Opinion December 2011

Why I’m Staying in Japan

Earthquake threat should not deter investors

When firms search for the right country in which to invest, many considerations come to the fore: corporate governance, logistics, legal issues, IP protection, security, education, available skills, politics and social stability.

One of the most important factors, however, is the likelihood of natural disasters occurring and, should they do so, the subsequent safety of expatriate staff and accompanying family members.

The tragic events that occurred in Japan on 11 March no doubt will have brought home this issue to firms considering entering or expanding in the Japanese market, so it is worth looking at some hard facts to help them.

On the global scale of natural and man-made disasters and other dangers, earthquakes rank comparatively low. Around the world, floods, cyclones, droughts and heat waves each year claim the lives of many more people than do earthquakes and tsunami, with famine in turn killing 20 times more people than these natural disasters.

### Records shown:

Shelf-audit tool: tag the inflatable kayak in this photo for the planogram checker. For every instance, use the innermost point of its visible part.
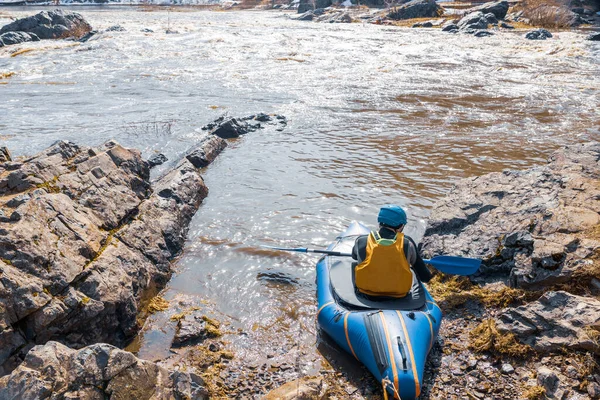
(391, 338)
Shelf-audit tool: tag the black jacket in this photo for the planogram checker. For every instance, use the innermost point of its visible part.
(359, 252)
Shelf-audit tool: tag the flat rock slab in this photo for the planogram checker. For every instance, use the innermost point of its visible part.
(99, 371)
(57, 24)
(84, 237)
(557, 321)
(529, 226)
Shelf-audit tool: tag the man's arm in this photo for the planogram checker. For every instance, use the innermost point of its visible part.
(415, 260)
(359, 251)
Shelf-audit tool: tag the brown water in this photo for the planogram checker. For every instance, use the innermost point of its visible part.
(376, 115)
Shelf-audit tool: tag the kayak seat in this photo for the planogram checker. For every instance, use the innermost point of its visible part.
(342, 285)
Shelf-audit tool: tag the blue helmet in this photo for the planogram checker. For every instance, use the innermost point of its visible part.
(392, 216)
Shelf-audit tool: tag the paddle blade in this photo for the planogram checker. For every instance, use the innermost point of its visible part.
(455, 265)
(298, 249)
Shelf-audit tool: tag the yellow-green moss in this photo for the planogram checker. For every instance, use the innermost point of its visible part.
(485, 337)
(535, 393)
(454, 291)
(157, 304)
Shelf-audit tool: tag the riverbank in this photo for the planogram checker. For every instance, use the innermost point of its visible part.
(422, 111)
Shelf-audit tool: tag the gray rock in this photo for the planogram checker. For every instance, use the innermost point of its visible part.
(507, 369)
(9, 38)
(523, 224)
(548, 379)
(491, 18)
(475, 20)
(95, 372)
(556, 321)
(449, 27)
(416, 9)
(498, 8)
(5, 154)
(116, 28)
(593, 390)
(483, 33)
(538, 34)
(208, 150)
(157, 159)
(75, 264)
(191, 328)
(307, 16)
(55, 24)
(305, 6)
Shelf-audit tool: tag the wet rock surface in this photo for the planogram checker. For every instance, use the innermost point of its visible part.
(416, 9)
(230, 128)
(527, 325)
(497, 8)
(85, 238)
(56, 24)
(556, 321)
(96, 372)
(526, 226)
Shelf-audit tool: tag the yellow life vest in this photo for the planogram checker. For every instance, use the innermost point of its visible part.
(385, 271)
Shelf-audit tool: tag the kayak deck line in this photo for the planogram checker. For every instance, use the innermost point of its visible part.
(347, 335)
(430, 329)
(323, 306)
(411, 353)
(390, 351)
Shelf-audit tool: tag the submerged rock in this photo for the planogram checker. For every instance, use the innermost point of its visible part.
(524, 225)
(157, 159)
(96, 372)
(416, 9)
(56, 24)
(594, 37)
(229, 128)
(9, 38)
(538, 34)
(557, 321)
(90, 238)
(498, 8)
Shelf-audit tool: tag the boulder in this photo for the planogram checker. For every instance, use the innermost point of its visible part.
(525, 225)
(56, 24)
(88, 238)
(305, 6)
(307, 16)
(483, 33)
(498, 8)
(157, 159)
(416, 9)
(538, 34)
(449, 27)
(474, 20)
(5, 154)
(555, 322)
(99, 371)
(9, 38)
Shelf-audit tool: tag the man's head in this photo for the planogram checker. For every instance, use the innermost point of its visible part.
(392, 216)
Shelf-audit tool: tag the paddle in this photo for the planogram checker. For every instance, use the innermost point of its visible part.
(305, 250)
(446, 264)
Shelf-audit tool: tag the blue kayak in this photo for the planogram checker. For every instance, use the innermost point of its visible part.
(392, 338)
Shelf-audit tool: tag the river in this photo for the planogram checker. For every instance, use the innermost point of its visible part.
(376, 115)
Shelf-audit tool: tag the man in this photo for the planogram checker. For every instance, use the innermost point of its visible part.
(385, 258)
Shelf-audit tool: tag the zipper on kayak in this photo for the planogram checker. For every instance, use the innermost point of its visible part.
(402, 353)
(375, 332)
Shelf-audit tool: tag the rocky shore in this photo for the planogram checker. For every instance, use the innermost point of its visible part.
(527, 325)
(86, 241)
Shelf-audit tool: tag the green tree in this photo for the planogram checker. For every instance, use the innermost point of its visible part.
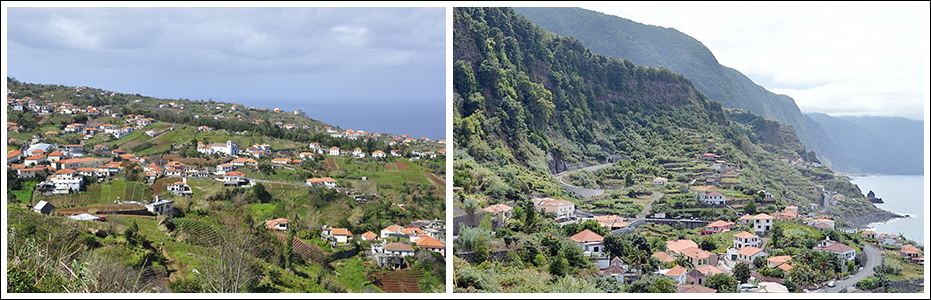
(750, 208)
(130, 233)
(652, 284)
(259, 191)
(559, 267)
(742, 272)
(289, 247)
(722, 282)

### Activity:
Continue the opinion piece on staying in Japan despite the earthquake threat, starting after its last sentence.

### Response box:
Such extreme weather conditions have cost many of Japan’s competing economies badly needed foreign direct investment. The recent flooding in Thailand, for example, has halted production, damaged inventories and seriously harmed infrastructure around the country. And nations prone to war, conflict and instability have long counted the cost not just of human life and livelihoods, but also lost investment.

So, where have the most devastating earthquakes occurred?

Although statistics differ, depending on their source, of the 15 earthquakes (sometimes accompanied by tsunami) that each killed at least 100,000 people, three of the top four occurred in China. The rest were pretty evenly spread over other regions.

Looking at the 55 earthquakes that each reportedly caused the death of more than 10,000 people, 247,766 fatalities were recorded in Japan compared with about 1.87mn in China—making its death toll about 7.5 times higher.

At the other end of the scale, the only continents with no earthquakes recorded as having caused 10,000 or more deaths are Australia and North America, while Africa has been hit just once—in 1960 when Morocco experienced one that cost 15,000 lives.

Some parts of the former Soviet Union, close to the Middle East, have experienced major quakes that have taken a high toll in human lives, yet Russia seems to have been relatively free of such seismic activity. Iran, meanwhile, has suffered more than twice as many earthquake-related fatalities as Japan and, last century, Turkey twice was hit hard, with a total of around 400,000 lives lost in all its quakes.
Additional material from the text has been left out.